LIST OF TASKS —
[1] Copy the harden skill feedback between "- **Fix:** detect" and "(the dangerous one)", inclusive, and swap "lockfiles" for "lock files".
[2] According to the harden skill feedback, what does the skill print when it runs on a pytest repo?

DOCUMENT SEGMENT —
Harden skill: generic runner detection + mandatory failure-triage gate before fixing source

## Summary
Field feedback from running `/nf:harden` on a **Python/pytest** financial repo. The loop machinery (convergence, termination, guardrails) is well-built, but the skill is missing its **judgment layer** — and that's exactly where the value and the risk live for correctness-sensitive code. Run literally and unattended on that repo it would have **skipped entirely** (wrong language) or **"fixed" correct code to satisfy a confident-but-wrong adversarial test**. Both were worked around by hand.

Verified against `core/workflows/harden.md`.

## Structural weakness 1 — hardcoded to JS/TS (skill no-ops on other ecosystems)
`core/workflows/harden.md` Step 2 only discovers `*.test.{js,cjs,ts}` / `*.spec.{js,ts}` (lines 39-42) and only maps runners `vitest`/`jest`/`node --test`/`npm test` from `package.json` (lines 56-60). On a pytest repo it finds zero test files → prints **"HARDENING SKIPPED"** and does nothing.
- **Fix:** detect the test runner/ecosystem generically (at least the top few: pytest, go test, cargo test, JUnit/Maven, …) — discover via config files / lockfiles, not just `package.json`. Glob patterns and `$RUN_CMD` should derive from the detected ecosystem.

## Structural weakness 2 — fix loop blindly trusts the adversarial test (the dangerous one)

MATERIAL —
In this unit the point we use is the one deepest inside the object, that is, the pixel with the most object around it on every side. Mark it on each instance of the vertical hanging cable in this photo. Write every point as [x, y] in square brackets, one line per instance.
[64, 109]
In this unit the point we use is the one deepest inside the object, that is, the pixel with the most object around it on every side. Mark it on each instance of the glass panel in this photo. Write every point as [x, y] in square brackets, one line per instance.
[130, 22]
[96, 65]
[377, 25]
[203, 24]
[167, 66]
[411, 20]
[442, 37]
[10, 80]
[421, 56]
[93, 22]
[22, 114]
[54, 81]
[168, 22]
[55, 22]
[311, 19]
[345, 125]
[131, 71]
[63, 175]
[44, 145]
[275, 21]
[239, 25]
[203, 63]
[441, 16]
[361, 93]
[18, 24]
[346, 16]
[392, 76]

* * *

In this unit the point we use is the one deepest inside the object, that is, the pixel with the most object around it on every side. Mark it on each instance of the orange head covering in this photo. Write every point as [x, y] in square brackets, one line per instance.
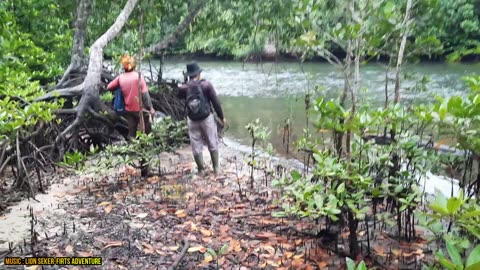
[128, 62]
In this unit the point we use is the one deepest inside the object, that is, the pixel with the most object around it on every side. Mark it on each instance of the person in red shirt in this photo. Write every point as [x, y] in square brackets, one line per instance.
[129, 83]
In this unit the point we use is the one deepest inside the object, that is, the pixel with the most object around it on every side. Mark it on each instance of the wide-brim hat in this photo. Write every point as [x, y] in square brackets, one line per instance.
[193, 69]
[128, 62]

---

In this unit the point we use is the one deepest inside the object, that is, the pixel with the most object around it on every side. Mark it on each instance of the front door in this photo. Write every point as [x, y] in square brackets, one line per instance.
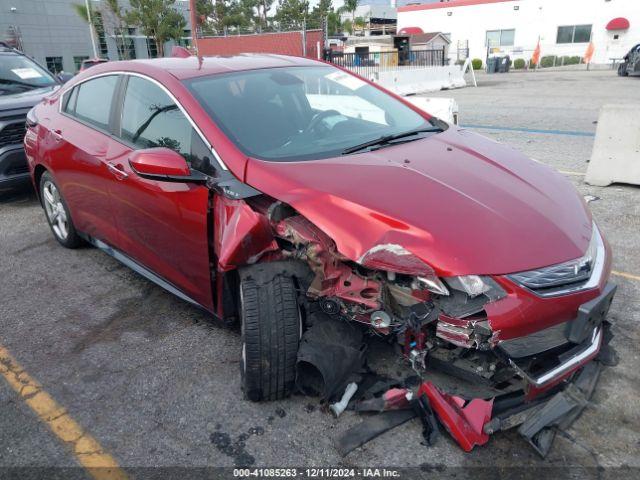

COMPLETE ANSWERS —
[1]
- **Fix:** detect the test runner/ecosystem generically (at least the top few: pytest, go test, cargo test, JUnit/Maven, …) — discover via config files / lock files, not just `package.json`. Glob patterns and `$RUN_CMD` should derive from the detected ecosystem.

## Structural weakness 2 — fix loop blindly trusts the adversarial test (the dangerous one)

[2] "HARDENING SKIPPED"